### Parts of the exercise
• a. From the plot summary of the Edith Piaf film, copy out the passage starting at "Submitted by Jacqeline" and ending at "in the streets.".
• b. In the plot summary of the Edith Piaf film, who becomes Edith's surrogate mother at the brothel in Normandy?

### Document extract
(2007)

Submitted by Jacqeline

1 votes 4


The movie starts in 1955, where Edith Piaf (Marion Cotillard) is performing. She collapses, and prays to Saint Therese to help her live.

We flash back to 1915, on the streets of Belleville, Paris. There are children running around the streets, and there are 2 boys making fun of a little girl. A woman walks by and asks the girl where her parents are. She (young Edith Gassion) points to a woman singing in the streets.

Edith’s mother leaves for Paris to try her luck with stardom, and leaves Edith with her grandmother, who basically neglects the little girl. Edith’s father is a contortionist who returns from the circles and rescues her from the negligent grandmother. However, he soon tires of caring for Edith, and leaves her with his mother, who runs a brothel in Normandy. There, a prostitute named Titine becomes Edith’s surrogate mother. While living at the brothel, Edith contracts severe conjunctivitis, which leaves her blind for months. Titine encourages the little girl to pray to Saint Therese to restore her sight. One day, Edith opens her eyes and she can see again.

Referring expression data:
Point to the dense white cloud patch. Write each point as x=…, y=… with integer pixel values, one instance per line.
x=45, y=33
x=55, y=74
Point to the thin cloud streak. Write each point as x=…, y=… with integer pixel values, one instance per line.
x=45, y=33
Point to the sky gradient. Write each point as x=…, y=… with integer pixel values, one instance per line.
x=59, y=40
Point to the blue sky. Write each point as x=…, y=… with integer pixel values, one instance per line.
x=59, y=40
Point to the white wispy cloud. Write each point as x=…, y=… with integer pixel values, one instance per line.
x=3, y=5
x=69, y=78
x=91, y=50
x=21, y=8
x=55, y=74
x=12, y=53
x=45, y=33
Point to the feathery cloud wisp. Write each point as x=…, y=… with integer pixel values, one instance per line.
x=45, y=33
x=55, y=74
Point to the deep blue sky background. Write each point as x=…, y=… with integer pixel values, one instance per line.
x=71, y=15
---
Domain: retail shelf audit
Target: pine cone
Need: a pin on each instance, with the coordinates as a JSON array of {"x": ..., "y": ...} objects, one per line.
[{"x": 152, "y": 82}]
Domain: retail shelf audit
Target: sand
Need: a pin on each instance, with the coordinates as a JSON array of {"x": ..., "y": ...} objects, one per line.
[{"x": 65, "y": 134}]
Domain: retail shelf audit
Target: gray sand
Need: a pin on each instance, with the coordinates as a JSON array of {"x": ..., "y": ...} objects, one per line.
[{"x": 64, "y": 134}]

### Solutions by task
• a.
Submitted by Jacqeline

1 votes 4


The movie starts in 1955, where Edith Piaf (Marion Cotillard) is performing. She collapses, and prays to Saint Therese to help her live.

We flash back to 1915, on the streets of Belleville, Paris. There are children running around the streets, and there are 2 boys making fun of a little girl. A woman walks by and asks the girl where her parents are. She (young Edith Gassion) points to a woman singing in the streets.

• b. A prostitute named Titine.